Lizenzauswahl für Tutorial-Repo

Vom einfachen Programm zum fertigen Debian-Paket, Fragen rund um Programmiersprachen, Scripting und Lizenzierung.
Antworten
buhtz
Beiträge: 1106
Registriert: 04.12.2015 17:54:49
Kontaktdaten:

Lizenzauswahl für Tutorial-Repo

Beitrag von buhtz » 16.03.2024 13:53:09

Ich habe da ein Repository das weniger ein Programm, sondern mehr ein Tutorial mit minimalen Beispielprogrammen ist. Thema ist die Paketierung von Python Projekten. tech-demo-python-packaging ist aber auch noch nicht fertig und wird gerade überarbeitet, weil ich schon wieder ein paar neue Dinge dazugelernt habe.

Auf Anfrage eines Nutzenden, mache ich mir jetzt Gedanken, unter welche Lizenz(en) ich das stelle. Dazu habe ich mich bei GNU, BSD und OSI etwas belesen und würde gerne eure Meinung und Erfahrung zu dem Thema und meiner potentiellen Auswahl hören. Nebenbei bin ich auch noch auf REUSE und SPDX als Spezifikation entdeckt.

Wie gesagt, ist dass Projekt etwas speziell, weil es kein klassisches Programm ist. Es ist viel Tutorial-artiger Text in Form der README.md. Dazu gibt es in Unterordnern einzelne minimale Pythonprojekte die als Beispiel dienen sollen.
Die "Schöpfungshöhe" des Python Codes würde ich als sehr niedrig bis irrelevant einstufen. Der Code kann als Template, Ausgangspunkt oder auch einfach Inspiration für echte Projekte genutzt werden. Eine gewisse "Schöpfungshöhe" (Hirnschmalz und Arbeit) sehe ich jedoch in der README.md. Ist aber auch keine Raketenwissenschaft! :D :wink:

Ich sehe also die zwei Komponenten: Beispielcode und Tutorialtext.

Bin nicht sicher, was ich genau erreichen möchten, aber bisher fallen mir dazu diese Punkte ein:
  1. Der Text kann weiterverwendet werden, auch kommerziell, sofern ich als Urheber weiter genannt werde.
  2. Der Text darf verändert werden, aber sollte unter der selben (freien) Lizenz veröffentlicht werden.

▶ [ARBEITSMATERIAL]
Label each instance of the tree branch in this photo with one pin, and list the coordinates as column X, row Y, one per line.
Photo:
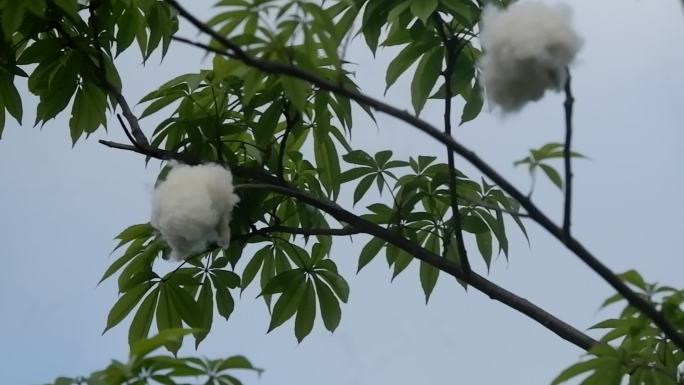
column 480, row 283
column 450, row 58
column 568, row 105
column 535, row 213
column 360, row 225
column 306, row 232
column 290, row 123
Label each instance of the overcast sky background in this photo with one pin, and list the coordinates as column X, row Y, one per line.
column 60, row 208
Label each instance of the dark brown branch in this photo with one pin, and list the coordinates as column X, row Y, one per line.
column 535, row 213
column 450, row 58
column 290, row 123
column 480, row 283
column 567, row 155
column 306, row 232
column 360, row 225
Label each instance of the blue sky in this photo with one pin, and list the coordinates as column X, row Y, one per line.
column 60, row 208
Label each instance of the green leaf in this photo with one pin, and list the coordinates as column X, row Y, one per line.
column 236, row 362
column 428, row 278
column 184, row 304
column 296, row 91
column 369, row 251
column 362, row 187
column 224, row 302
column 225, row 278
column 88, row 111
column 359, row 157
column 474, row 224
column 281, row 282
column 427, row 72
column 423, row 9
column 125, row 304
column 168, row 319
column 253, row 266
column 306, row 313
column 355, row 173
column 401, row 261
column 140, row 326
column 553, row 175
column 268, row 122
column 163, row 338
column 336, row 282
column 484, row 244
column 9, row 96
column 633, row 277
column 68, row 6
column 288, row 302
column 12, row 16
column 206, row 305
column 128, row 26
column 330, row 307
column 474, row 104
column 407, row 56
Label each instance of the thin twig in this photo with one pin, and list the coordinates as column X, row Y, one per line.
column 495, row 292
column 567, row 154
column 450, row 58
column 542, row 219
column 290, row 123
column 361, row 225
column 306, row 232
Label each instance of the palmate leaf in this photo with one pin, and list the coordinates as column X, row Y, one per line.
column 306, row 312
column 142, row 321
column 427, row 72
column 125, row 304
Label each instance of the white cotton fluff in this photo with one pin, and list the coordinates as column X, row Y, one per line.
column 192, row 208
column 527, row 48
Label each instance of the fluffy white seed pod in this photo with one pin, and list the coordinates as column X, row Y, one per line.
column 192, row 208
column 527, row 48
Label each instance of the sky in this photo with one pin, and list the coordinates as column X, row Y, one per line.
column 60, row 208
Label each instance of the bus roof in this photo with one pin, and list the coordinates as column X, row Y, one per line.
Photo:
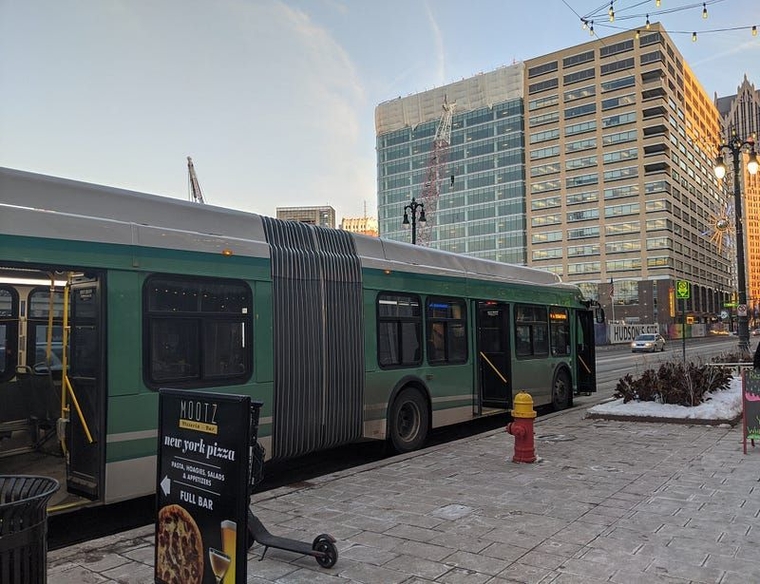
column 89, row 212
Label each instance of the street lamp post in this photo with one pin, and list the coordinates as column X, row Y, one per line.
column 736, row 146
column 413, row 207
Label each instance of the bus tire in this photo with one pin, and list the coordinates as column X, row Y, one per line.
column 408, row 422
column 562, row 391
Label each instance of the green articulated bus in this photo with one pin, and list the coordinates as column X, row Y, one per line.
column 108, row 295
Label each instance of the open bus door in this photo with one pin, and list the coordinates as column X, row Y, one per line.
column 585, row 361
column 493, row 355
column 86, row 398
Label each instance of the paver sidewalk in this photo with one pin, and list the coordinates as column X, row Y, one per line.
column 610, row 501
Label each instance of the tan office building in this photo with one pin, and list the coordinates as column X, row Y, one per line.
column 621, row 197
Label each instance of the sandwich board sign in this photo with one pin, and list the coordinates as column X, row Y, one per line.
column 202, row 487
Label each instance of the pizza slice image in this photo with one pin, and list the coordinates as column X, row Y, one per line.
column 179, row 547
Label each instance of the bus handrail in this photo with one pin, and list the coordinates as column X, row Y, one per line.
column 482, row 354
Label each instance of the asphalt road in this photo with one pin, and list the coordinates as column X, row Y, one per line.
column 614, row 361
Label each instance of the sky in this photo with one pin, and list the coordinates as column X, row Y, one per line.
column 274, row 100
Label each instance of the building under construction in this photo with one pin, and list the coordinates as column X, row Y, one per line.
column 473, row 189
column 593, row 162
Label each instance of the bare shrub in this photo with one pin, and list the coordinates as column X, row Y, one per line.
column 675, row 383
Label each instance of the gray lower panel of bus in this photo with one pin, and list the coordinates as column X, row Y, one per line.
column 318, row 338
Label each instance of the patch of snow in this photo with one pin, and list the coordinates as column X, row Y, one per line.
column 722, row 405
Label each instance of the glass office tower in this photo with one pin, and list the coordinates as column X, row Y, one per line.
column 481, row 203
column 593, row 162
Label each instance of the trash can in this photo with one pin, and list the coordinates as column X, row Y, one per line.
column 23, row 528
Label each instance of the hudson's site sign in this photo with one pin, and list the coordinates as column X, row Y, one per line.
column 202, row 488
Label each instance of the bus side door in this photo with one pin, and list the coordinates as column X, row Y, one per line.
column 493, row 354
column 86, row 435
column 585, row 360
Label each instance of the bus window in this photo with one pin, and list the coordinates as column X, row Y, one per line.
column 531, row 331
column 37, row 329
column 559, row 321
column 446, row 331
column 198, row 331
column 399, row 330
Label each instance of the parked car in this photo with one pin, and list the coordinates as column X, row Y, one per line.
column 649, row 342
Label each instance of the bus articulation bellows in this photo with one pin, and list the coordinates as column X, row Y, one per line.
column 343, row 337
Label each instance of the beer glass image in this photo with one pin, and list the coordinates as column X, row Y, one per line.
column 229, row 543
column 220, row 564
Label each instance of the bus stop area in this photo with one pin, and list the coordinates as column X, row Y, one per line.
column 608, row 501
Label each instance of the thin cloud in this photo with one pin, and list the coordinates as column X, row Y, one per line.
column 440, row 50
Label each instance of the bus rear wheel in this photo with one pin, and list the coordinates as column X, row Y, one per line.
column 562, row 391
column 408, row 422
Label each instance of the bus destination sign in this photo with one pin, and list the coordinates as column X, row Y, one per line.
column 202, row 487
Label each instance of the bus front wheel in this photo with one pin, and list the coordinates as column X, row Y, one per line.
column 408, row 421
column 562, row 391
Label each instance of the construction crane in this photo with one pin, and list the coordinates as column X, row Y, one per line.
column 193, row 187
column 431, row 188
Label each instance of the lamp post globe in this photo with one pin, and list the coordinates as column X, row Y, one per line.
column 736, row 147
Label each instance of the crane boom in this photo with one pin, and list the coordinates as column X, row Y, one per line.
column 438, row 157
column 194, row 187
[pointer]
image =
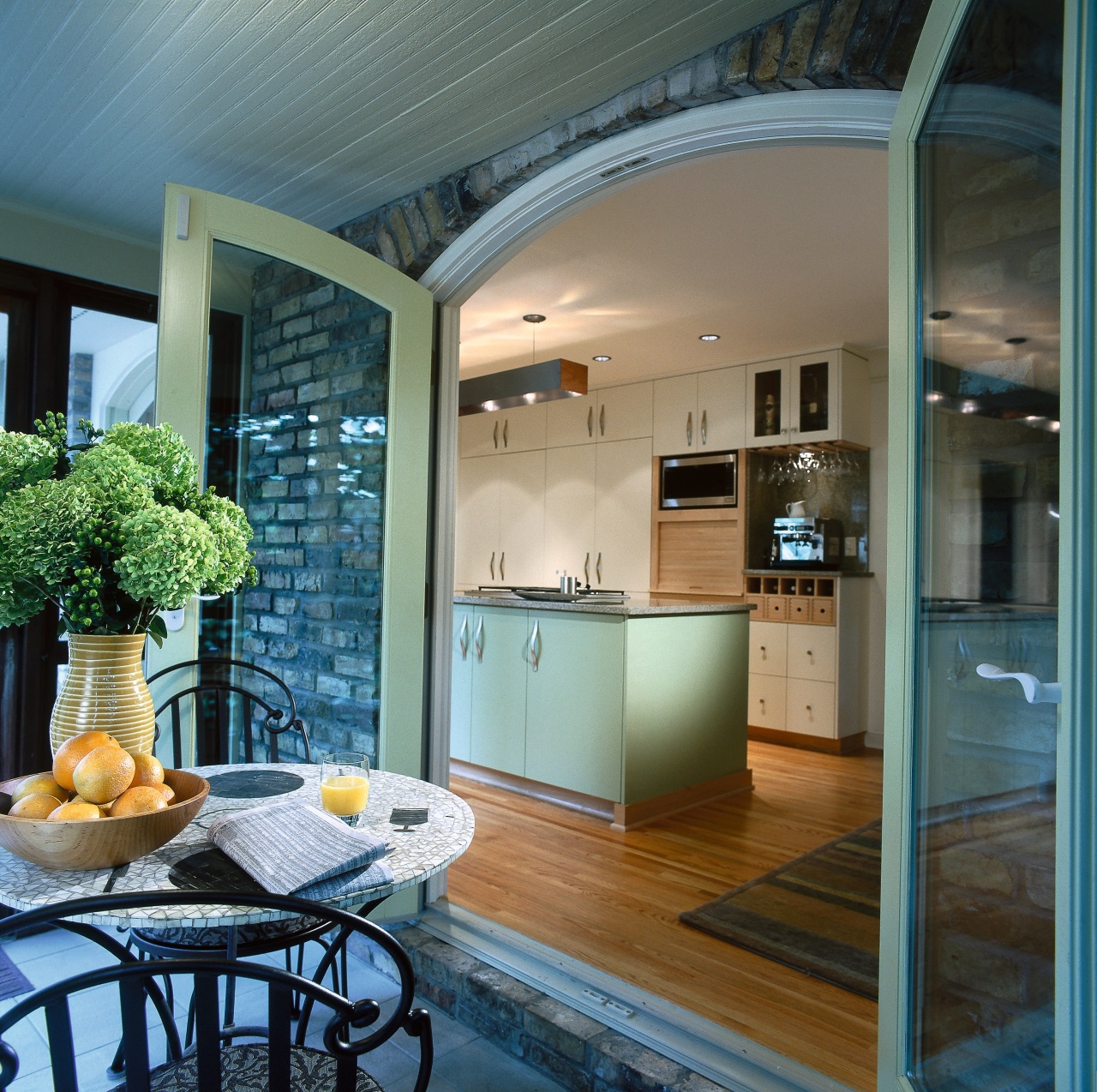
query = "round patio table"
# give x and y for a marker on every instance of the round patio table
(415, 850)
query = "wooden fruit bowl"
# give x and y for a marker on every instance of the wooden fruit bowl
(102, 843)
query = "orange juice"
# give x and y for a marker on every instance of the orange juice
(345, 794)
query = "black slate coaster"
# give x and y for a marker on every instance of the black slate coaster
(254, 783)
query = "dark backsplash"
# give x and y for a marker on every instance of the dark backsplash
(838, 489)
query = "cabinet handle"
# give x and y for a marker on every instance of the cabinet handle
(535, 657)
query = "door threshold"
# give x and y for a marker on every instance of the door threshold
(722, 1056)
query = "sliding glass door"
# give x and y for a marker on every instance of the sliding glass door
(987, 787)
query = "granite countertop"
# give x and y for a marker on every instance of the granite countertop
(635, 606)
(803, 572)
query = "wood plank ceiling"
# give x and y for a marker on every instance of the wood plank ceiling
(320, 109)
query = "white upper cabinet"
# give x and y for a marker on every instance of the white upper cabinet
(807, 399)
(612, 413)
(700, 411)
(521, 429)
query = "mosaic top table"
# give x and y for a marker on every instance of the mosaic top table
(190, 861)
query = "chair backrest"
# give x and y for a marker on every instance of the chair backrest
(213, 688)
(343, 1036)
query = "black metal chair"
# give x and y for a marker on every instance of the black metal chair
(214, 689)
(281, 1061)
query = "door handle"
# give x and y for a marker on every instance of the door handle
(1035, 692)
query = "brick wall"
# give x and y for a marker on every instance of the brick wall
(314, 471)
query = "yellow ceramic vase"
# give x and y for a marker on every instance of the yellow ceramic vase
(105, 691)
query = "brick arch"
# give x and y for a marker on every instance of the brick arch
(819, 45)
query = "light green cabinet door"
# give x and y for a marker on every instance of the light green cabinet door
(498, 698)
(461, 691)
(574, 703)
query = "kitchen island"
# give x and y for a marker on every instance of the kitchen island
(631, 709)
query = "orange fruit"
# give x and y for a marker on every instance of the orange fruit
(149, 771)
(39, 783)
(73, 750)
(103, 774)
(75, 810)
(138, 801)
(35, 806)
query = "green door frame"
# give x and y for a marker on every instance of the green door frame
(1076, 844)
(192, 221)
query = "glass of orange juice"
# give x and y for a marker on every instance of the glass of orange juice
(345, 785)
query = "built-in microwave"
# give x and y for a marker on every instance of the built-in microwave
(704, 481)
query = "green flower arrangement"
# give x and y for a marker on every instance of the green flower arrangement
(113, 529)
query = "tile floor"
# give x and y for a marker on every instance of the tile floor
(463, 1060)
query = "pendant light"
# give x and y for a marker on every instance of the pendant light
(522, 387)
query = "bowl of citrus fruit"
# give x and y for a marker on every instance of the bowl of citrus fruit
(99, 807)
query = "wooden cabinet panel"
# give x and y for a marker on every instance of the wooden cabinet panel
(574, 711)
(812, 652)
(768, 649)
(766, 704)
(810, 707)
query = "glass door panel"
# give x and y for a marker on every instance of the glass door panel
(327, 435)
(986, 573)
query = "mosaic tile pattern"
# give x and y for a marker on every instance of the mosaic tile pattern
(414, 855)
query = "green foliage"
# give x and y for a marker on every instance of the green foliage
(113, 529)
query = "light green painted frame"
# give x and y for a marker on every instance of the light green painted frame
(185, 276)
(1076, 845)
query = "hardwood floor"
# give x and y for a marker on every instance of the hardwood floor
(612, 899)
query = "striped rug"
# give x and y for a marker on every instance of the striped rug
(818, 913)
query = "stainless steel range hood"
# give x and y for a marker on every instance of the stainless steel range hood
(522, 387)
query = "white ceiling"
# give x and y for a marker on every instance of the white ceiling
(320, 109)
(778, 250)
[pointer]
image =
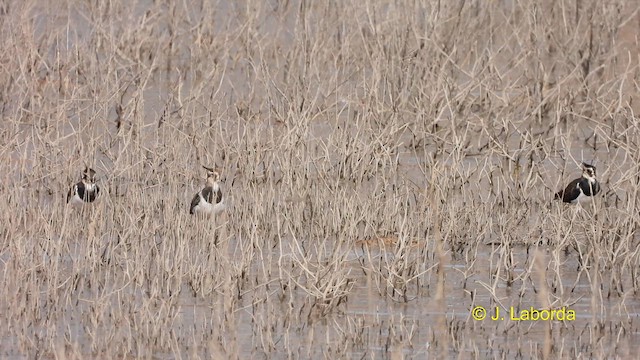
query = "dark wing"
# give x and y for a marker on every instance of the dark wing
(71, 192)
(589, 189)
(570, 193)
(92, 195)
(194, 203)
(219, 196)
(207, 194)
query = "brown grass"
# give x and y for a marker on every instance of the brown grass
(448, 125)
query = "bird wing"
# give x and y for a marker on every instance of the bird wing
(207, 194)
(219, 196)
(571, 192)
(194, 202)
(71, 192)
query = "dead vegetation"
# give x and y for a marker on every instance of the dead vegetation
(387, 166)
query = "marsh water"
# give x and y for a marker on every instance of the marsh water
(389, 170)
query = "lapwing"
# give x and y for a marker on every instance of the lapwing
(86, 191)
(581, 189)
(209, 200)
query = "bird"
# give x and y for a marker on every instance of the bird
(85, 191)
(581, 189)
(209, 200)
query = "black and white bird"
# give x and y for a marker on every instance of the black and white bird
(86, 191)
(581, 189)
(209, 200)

▶ [ZU BEARBEITENDE AUFGABEN]
a) Übersetzen Sie aus dem Forumsbeitrag zur Lizenzauswahl den Satz „Ich sehe also die zwei Komponenten: Beispielcode und Tutorialtext.“ ins Englische.
b) Wiederholen Sie den Abschnitt des Forumsbeitrags zur Lizenzauswahl, der mit „Ich sehe also“ beginnt und sich bis „weiter genannt werde.“ fortsetzt, Wort für Wort.

▶ [LÖSUNGEN JE AUFGABE]
a) So I see the two components: example code and tutorial text.

b)
Ich sehe also die zwei Komponenten: Beispielcode und Tutorialtext.

Bin nicht sicher, was ich genau erreichen möchten, aber bisher fallen mir dazu diese Punkte ein:
  1. Der Text kann weiterverwendet werden, auch kommerziell, sofern ich als Urheber weiter genannt werde.